↓↓↓

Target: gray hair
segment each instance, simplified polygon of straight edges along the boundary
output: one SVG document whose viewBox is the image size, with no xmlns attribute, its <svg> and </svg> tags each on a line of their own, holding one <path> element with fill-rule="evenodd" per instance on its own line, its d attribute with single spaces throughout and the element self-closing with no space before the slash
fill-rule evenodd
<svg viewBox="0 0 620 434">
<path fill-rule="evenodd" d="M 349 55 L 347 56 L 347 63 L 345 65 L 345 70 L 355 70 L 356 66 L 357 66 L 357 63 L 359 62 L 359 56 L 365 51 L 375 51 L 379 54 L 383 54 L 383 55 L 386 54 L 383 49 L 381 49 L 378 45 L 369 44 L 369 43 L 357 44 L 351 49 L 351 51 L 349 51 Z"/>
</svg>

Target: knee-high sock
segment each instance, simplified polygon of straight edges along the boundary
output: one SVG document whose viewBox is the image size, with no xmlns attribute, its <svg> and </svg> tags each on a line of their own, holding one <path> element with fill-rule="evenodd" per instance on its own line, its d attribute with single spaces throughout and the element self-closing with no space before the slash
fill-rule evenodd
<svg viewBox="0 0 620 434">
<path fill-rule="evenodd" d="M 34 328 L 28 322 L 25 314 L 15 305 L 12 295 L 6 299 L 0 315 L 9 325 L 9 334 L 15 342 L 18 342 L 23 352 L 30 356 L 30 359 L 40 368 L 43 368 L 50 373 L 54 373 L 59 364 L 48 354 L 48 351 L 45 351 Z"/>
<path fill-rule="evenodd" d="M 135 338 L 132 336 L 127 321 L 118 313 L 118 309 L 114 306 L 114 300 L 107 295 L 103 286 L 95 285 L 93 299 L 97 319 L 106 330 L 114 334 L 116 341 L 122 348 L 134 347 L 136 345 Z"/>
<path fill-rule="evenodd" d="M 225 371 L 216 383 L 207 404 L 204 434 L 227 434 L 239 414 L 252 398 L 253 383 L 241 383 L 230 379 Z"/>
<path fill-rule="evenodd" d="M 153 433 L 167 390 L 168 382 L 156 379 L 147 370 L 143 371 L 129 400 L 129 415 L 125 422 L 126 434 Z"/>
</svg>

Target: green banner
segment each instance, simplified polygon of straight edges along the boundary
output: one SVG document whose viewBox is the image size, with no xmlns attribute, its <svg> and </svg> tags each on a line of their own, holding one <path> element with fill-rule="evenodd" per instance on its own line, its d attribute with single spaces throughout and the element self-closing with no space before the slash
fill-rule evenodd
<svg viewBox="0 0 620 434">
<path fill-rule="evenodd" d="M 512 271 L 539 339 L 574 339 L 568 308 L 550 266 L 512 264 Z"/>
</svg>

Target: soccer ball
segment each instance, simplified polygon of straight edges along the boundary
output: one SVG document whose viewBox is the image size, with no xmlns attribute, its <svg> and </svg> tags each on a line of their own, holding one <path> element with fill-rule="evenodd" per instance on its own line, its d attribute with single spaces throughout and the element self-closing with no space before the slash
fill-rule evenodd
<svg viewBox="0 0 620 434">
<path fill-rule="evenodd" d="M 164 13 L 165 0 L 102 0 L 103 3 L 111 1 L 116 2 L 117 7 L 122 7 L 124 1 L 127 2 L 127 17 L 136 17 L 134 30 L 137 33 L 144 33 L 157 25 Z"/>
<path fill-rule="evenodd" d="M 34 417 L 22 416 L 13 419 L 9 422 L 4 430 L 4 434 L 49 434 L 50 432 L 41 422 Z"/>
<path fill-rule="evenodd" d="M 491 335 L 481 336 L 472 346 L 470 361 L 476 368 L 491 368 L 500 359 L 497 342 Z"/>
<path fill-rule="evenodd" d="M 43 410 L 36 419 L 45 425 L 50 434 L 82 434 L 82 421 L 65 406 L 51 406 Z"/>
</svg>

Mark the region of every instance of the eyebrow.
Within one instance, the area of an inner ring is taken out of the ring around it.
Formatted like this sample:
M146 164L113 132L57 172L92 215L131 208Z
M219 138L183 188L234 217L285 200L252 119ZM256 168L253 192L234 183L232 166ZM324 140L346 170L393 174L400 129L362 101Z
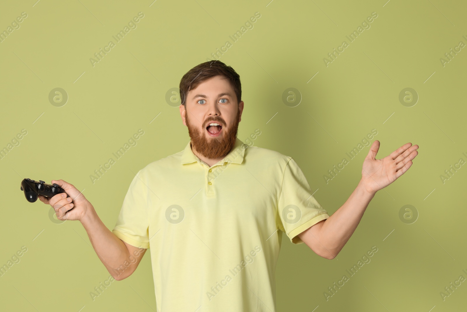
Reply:
M217 97L220 97L221 96L224 96L224 95L227 95L227 96L230 96L230 97L232 97L232 95L231 94L230 94L230 93L229 93L228 92L224 92L223 93L219 93ZM194 100L196 98L198 98L198 97L208 98L208 97L206 96L206 95L205 95L204 94L197 94L196 95L195 95L194 96L193 96L193 98L191 99L191 100Z

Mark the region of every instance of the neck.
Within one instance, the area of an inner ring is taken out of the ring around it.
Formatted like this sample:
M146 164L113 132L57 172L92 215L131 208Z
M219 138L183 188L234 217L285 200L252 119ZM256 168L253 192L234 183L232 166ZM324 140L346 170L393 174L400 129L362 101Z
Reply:
M201 154L200 154L195 148L194 146L191 144L191 141L190 142L190 146L191 148L191 151L193 152L193 153L194 154L198 157L198 158L200 159L201 160L206 163L210 167L212 167L213 165L217 164L220 160L224 159L224 157L221 157L220 158L208 158L205 157Z

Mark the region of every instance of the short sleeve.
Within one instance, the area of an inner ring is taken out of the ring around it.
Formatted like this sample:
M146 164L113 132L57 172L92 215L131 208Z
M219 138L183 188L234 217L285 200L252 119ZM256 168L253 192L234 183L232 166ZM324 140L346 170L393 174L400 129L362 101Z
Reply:
M327 212L311 196L311 189L293 158L285 166L277 206L277 228L294 244L303 243L297 235L329 218Z
M112 232L123 241L149 248L147 181L142 170L133 178L123 200L120 214Z

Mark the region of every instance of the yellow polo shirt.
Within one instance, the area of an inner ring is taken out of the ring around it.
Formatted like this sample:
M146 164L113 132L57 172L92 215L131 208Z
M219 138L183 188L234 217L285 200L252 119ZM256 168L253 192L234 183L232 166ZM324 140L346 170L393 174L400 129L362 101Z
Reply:
M295 160L238 138L210 167L190 142L140 170L113 232L149 248L159 312L276 311L283 232L329 217Z

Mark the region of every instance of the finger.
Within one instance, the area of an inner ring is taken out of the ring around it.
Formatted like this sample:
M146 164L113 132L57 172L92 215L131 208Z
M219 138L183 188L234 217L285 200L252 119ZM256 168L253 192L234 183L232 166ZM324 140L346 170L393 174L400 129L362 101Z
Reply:
M401 176L404 173L405 173L407 172L407 171L409 170L409 168L410 168L410 167L412 166L412 164L413 163L411 161L409 161L407 163L405 164L405 165L404 166L404 167L402 167L399 170L396 171L396 178L397 179L397 178L398 178L399 177Z
M396 159L396 158L399 155L403 153L405 151L412 146L412 143L405 143L402 146L396 150L389 155L392 159Z
M69 203L72 203L71 198L70 197L67 197L66 198L62 198L59 201L57 202L56 203L54 204L52 207L54 207L54 209L57 211L57 210L61 208L64 206L68 204Z
M410 155L417 148L418 148L418 145L414 145L413 146L411 146L410 148L408 149L406 151L399 155L399 156L398 156L397 158L395 160L396 160L396 163L398 164L402 160L405 160L408 156ZM411 160L411 159L407 160L405 162L407 162L409 160Z
M43 203L45 204L49 204L49 197L46 197L45 196L42 196L42 195L38 195L37 198L39 200Z
M380 142L378 140L375 140L373 144L370 146L370 151L368 152L367 157L369 157L370 159L374 160L376 157L378 150L379 149Z
M400 161L397 163L396 166L396 171L397 171L401 168L404 167L408 162L413 160L415 157L418 154L418 152L417 151L414 151L410 153L408 156L402 160L402 161Z
M73 206L73 204L72 203L71 203L67 204L56 210L55 211L57 213L57 218L62 218L64 217L65 213L72 208Z
M64 181L63 180L52 180L52 183L56 183L60 187L62 188L65 191L67 189L74 189L75 186L73 184L70 184L68 182Z
M66 193L61 193L58 194L54 195L49 198L49 203L50 206L53 207L55 204L62 199L64 199L68 196Z

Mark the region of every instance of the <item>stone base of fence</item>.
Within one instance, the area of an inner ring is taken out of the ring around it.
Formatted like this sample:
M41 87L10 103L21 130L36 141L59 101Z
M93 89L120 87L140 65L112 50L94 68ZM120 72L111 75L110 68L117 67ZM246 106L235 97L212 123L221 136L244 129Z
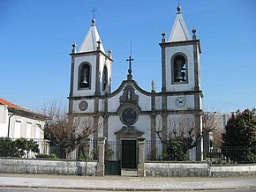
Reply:
M158 177L207 177L209 165L206 163L173 163L147 162L145 163L147 176Z
M95 176L96 161L60 159L0 159L1 174L36 174ZM207 162L145 162L146 176L232 177L255 176L256 164L211 165Z
M147 162L147 176L158 177L232 177L255 176L256 164L211 165L207 162Z
M91 161L4 158L0 159L0 173L94 176L96 174L96 165L97 162Z

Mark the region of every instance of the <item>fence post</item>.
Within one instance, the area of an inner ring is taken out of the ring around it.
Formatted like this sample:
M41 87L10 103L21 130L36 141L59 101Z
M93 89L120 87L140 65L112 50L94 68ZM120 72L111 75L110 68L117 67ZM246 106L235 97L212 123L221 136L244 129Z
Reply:
M145 138L138 138L139 162L138 162L138 177L145 177Z
M98 163L97 163L97 176L104 176L105 164L104 164L104 153L105 153L105 141L106 137L98 137Z

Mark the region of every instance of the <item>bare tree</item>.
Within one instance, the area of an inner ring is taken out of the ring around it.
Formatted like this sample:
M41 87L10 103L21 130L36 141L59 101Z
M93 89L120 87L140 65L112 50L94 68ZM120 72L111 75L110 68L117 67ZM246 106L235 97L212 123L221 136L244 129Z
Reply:
M187 151L200 143L202 136L200 129L196 127L197 115L184 114L170 116L166 136L161 126L155 129L159 139L165 144L165 156L169 160L186 160Z
M67 159L71 158L74 149L97 131L93 117L68 114L65 106L60 101L44 105L42 111L49 117L44 127L45 137L62 146Z
M216 112L203 114L203 138L204 150L209 151L209 148L220 148L222 143L222 134L224 129L222 128L222 116Z

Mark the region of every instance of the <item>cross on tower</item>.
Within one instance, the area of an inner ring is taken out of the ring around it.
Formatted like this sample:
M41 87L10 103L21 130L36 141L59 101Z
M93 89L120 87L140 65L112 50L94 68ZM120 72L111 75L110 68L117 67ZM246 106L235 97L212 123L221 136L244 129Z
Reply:
M132 62L134 61L134 59L132 59L132 56L129 56L128 59L126 59L127 62L129 62L129 70L128 70L128 75L127 75L127 80L132 80Z
M95 18L95 11L97 11L97 10L95 10L95 8L94 7L94 10L91 11L91 12L94 12L94 18Z

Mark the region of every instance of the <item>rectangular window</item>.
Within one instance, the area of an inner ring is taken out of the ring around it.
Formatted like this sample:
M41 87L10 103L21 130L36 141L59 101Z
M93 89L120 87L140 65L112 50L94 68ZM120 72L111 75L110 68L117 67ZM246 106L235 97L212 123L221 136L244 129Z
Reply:
M41 138L40 133L41 133L40 125L36 124L36 127L35 127L35 138Z
M31 138L31 127L32 127L32 123L27 122L26 128L26 138Z
M15 126L14 126L14 138L19 138L20 137L20 129L21 129L21 122L16 121Z

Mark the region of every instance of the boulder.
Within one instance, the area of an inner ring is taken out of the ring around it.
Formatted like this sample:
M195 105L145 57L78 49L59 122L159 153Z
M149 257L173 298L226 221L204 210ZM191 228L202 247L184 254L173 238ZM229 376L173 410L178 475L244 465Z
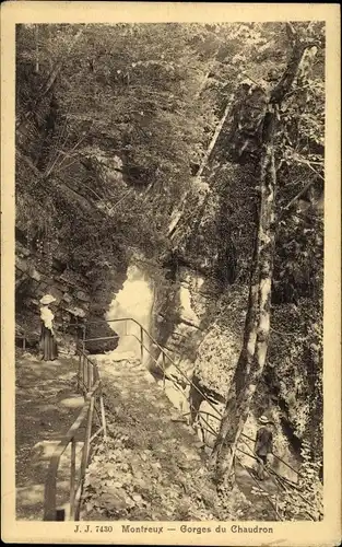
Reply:
M96 324L91 324L96 322ZM86 325L86 338L107 338L118 336L115 330L113 330L108 323L98 316L92 316ZM91 354L104 353L105 351L113 351L118 347L119 338L111 338L110 340L94 340L86 342L85 349Z

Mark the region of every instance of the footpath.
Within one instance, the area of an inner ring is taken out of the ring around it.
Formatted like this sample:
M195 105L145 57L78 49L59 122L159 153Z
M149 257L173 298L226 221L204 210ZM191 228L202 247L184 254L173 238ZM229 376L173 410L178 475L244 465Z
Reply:
M15 361L16 519L43 520L49 458L83 406L74 358L45 362L28 352ZM80 435L82 432L80 432ZM80 437L81 439L81 437ZM78 446L78 452L82 444ZM68 502L68 452L58 476L59 505Z
M224 499L205 467L194 430L139 360L97 358L104 385L108 442L99 443L87 468L84 521L274 520L264 492L237 466ZM244 493L240 491L243 487Z
M139 360L96 359L104 386L107 443L94 444L82 498L83 521L274 520L248 470L236 467L237 486L217 496L208 455L194 430ZM16 359L16 517L43 519L49 458L83 406L74 358L44 362ZM84 430L79 431L76 455ZM70 452L70 451L69 451ZM57 505L67 510L70 454L58 474ZM267 481L269 482L269 481ZM263 484L273 493L272 482Z

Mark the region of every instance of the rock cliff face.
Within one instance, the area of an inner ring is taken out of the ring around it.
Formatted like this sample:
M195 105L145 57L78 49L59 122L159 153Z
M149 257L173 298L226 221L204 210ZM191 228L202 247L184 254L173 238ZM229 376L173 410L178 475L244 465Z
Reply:
M81 335L80 327L85 321L104 319L105 311L123 283L126 271L98 272L93 281L61 259L55 257L50 271L39 264L39 256L21 243L16 230L15 243L15 336L16 344L25 337L28 347L37 347L40 335L39 300L44 294L56 299L55 325L57 336L66 342L73 342ZM22 237L23 241L24 237ZM57 255L61 255L61 252ZM90 327L89 337L113 336L114 331L105 323L101 327ZM87 346L90 352L115 349L117 342L106 341Z

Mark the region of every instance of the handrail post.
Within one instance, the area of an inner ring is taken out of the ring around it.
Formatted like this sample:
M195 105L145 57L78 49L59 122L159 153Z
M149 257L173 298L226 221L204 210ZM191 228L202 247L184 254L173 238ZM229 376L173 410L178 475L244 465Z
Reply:
M78 373L78 392L80 391L80 387L82 385L81 374L82 374L82 353L80 351L80 353L79 353L79 373Z
M107 441L107 424L106 424L106 412L105 412L105 405L104 405L104 398L102 395L102 392L99 393L99 407L101 407L101 418L102 418L102 426L104 428L104 441Z
M83 454L82 454L82 463L81 463L81 477L83 477L85 474L89 454L90 454L90 440L91 440L91 434L92 434L93 412L94 412L94 397L91 398L91 404L90 404L90 408L89 408L89 412L87 412L87 423L86 423L86 431L85 431L85 439L84 439Z
M143 351L144 351L143 337L144 337L144 331L143 331L142 326L140 326L140 361L141 361L141 364L143 364Z
M82 350L84 351L85 350L85 329L86 329L86 326L85 325L82 325Z
M75 499L75 469L76 469L76 443L74 437L71 440L71 462L70 462L70 521L74 519Z
M165 389L165 353L164 351L162 352L162 361L163 361L163 389Z

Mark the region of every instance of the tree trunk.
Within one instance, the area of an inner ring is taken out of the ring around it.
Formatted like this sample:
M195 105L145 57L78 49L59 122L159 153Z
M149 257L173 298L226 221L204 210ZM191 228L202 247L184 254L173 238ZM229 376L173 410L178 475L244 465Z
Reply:
M288 25L288 24L287 24ZM290 25L291 26L291 25ZM293 50L280 82L270 93L268 110L263 119L260 161L259 226L249 287L248 311L244 344L238 359L228 400L221 421L216 442L211 455L217 482L231 487L236 446L258 382L262 375L270 336L271 286L275 242L275 189L274 132L279 107L296 78L306 47L292 27Z

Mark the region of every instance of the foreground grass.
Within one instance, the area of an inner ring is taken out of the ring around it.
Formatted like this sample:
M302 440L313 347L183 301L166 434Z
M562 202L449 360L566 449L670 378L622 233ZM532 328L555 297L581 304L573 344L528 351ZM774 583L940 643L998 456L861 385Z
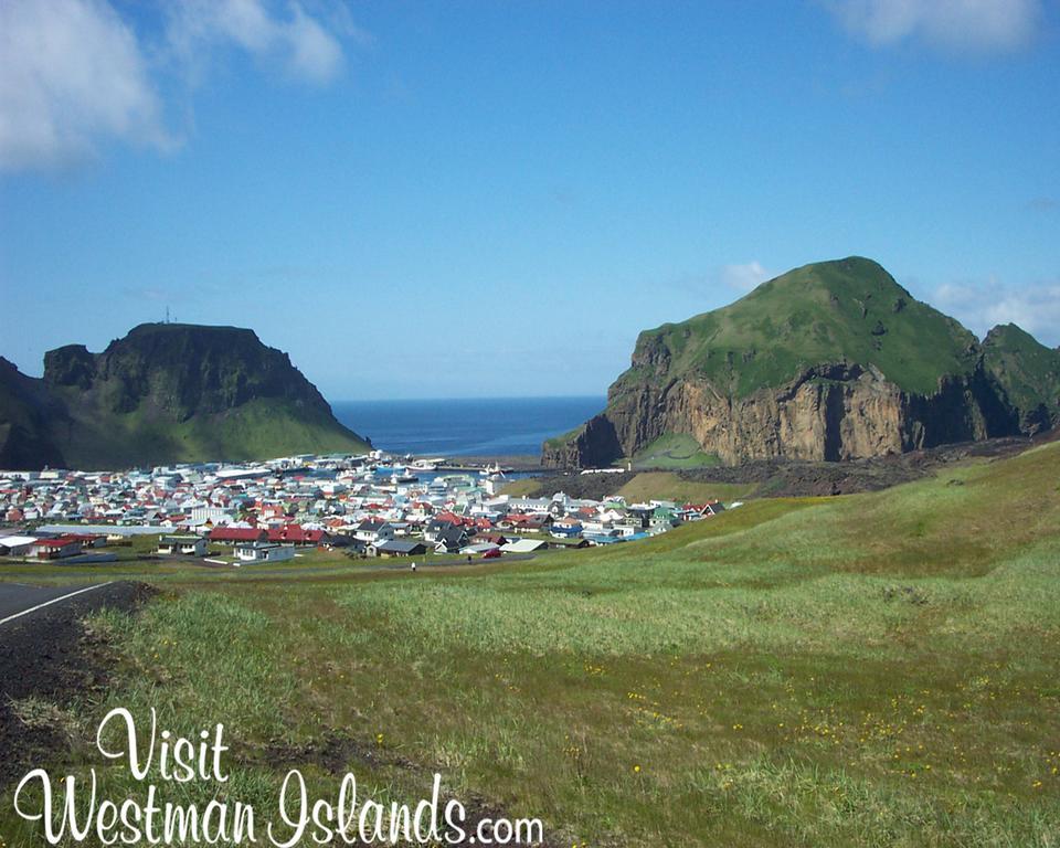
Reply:
M383 796L437 768L558 844L1051 848L1058 480L1050 445L521 566L188 584L93 621L121 671L72 738L223 721L266 809L271 752L352 740Z

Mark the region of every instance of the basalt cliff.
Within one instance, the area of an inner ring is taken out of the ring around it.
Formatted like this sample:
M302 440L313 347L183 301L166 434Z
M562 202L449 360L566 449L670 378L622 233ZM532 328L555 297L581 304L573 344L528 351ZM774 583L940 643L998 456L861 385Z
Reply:
M850 257L640 333L607 407L547 442L542 460L604 466L674 435L728 465L844 460L1058 423L1060 353L1014 326L981 343Z
M123 468L361 452L286 353L235 327L148 324L102 353L0 360L0 468Z

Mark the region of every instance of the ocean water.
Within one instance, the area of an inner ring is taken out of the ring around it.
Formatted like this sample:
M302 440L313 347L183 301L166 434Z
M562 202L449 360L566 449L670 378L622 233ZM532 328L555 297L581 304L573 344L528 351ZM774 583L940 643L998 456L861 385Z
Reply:
M336 417L381 451L428 456L524 456L603 411L600 398L336 401Z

↑↑↑

* What is being asked: Lay out the listing lines from the one containing "Mark the region of every instance of the <item>cross" through the one containing "M95 18L95 11L97", both included, as a Markdown table with the columns Row and Text, skipping any blank lines. Put each line's sequence number under Row and the line itself under Text.

* Output below:
| Row | Text |
|---|---|
| 1 | Mark the region of every instance of the <item>cross on tower</item>. |
| 2 | Within one instance, the area of an inner ring is taken out of the ring around it. |
| 3 | Formatted like this sample: |
| 4 | M41 87L10 103L21 130L36 141L59 101Z |
| 5 | M93 89L120 87L140 65L112 50L94 68ZM120 72L111 75L110 68L117 67ZM246 106L235 97L212 123L221 136L244 129Z |
| 6 | Reply: |
| 7 | M132 62L134 61L134 59L132 59L132 56L129 56L128 59L126 59L127 62L129 62L129 70L128 70L128 75L127 75L127 80L132 80Z |
| 8 | M95 18L95 11L97 11L97 10L95 10L95 8L94 7L94 10L91 11L91 12L94 12L94 18Z |